_Fragmento de lectura_
◆ ◆ ◆ ◆ ◆ ◆ ◆

En la calles corretean los chiquillos y la basura se desparrama alrededor de contenedores con el sello de la ONU. La vida se abre camino en esas las aceras polvorientas, pero también el odio, avivado por las posiciones radicales de Hamás. Los acólitos de este partido, lejos de oponerse a las acciones del Estado de Israel, parten directamente de la negación de su existencia, dejando escaso margen a cualquier salida negociada del conflicto. Y en las polvorientas calles de los gettos de Cisjordania cuecen su caldo a fuego bravo. No digamos en Gaza.

Después de aclarar el nudo en la garganta con el primer té verde de los cinco del día, nos hemos trasladado a Hebrón, el otro punto caliente de Cisjordania. Si puede llegar a entenderse que salpiquen el paisaje mediterráneo de guijarros y olivos pétreas colonias de hebreos que regresan a su tierra prometida, sorprende al visitante observar las mismas colonias reducidas a bloques de edificios fortificados en medio del mar hostil de la ciudad.

En Hebrón las viviendas de los judíos son pequeños islotes envueltos de hormigón y alambre de espinos siempre bajo la atenta vigilancia de los soldados. La pregunta es inevitable. ¿Por qué querrán vivir ahí? La respuesta es sencilla, pero apela más al sentimiento que a la razón. Es su hogar.

◆ ◆ ◆ ◆ ◆ ◆ ◆

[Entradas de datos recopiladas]
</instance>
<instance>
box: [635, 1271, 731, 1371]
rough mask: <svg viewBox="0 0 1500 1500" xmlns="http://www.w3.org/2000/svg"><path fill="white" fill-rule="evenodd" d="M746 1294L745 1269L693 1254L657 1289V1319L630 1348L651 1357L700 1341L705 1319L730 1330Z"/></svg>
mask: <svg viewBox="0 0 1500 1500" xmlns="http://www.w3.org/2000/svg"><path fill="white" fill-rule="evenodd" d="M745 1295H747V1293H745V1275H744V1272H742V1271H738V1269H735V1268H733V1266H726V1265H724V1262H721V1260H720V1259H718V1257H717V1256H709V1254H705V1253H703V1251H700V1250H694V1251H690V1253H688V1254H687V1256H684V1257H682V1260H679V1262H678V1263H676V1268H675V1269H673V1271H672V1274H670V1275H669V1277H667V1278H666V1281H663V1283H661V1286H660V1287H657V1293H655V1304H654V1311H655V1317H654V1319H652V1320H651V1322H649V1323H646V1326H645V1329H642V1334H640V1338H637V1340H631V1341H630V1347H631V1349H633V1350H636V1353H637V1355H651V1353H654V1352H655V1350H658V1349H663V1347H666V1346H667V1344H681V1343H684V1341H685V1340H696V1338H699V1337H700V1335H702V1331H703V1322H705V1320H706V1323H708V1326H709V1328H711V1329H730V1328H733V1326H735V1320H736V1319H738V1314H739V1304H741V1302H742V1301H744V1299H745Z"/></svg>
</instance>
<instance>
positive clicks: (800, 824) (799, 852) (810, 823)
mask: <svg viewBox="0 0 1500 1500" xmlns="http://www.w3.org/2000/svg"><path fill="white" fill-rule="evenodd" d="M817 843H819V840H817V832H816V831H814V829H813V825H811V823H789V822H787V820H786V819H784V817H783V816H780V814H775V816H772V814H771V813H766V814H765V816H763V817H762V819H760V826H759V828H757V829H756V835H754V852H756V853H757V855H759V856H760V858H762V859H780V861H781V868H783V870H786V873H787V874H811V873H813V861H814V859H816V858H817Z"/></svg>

◆ ◆ ◆ ◆ ◆ ◆ ◆

_Tareas a realizar_
a) Enumera todos los nombres propios que aparecen en la crónica sobre Cisjordania, en el orden en que se mencionan.
b) Prolonga la crónica sobre Cisjordania con el siguiente tramo, a partir de su última frase.

_Resultados por tarea_
a) ONU, Hamás, Estado de Israel, Cisjordania, Gaza, Hebrón

b)
Debajo de la estrella de David, la vida en la calles palestinas se desarrolla con aparente normalidad, si descontamos que para ir a la mezquita o visitar a un pariente, el árabe tiene que enfrentarse a un buen número de  pasos controlados o check-points. Y no siempre están abiertos. Pese a ello, los mercaderes venden todo lo vendible, los turistas declinan las ofertas con una sonrisa, y los jóvenes se afanan en contar su historia a los visitantes. Desde la azotea de un hincha local del Barcelona, a escasos metros del torreón donde se apostaban dos enormes uniformados, el chaval nos ha mostrado los fortines que jalonan la ciudad, y un par de balazos perdidos que cierto día fueron a parar al depósito que suministraba agua a su cochambroso edificio. Narran sus historias y aceptan propina a cambio, sí. En este caso la ecuación de vida era la siguiente: un padre+10 churumbeles/20 metros cuadrados. ¿Qué les queda?

Al atravesar la barrera que da a uno de los barrios judíos, hemos tenido la sensación de pasear por el típico pueblo del Oeste donde no se ve un alma en la calle pero se masca la tensión en cada esquina, donde se avecina un duelo al sol y los habitantes no hacen sino atisbar a través de los visillos.  Cosas del Sabat, ni un ciudadano paseaba hoy por la tarde en la zona judía. Solo perros callejeros sarnosos y famélicos siesteaban a la sombra, ajenos a cualquier conflicto humano o divino.

En esa zona también, más aburridos que vigilantes, cabecean soldaditos israelíes que hacen su mili quién sabe con qué nivel de ardor patriótico en el pecho. A ellos les ha tocado estar ahí, y cumplen, cargando perezosamente con sus pesados M-16 y ataviados con sus uniformes verde oliva.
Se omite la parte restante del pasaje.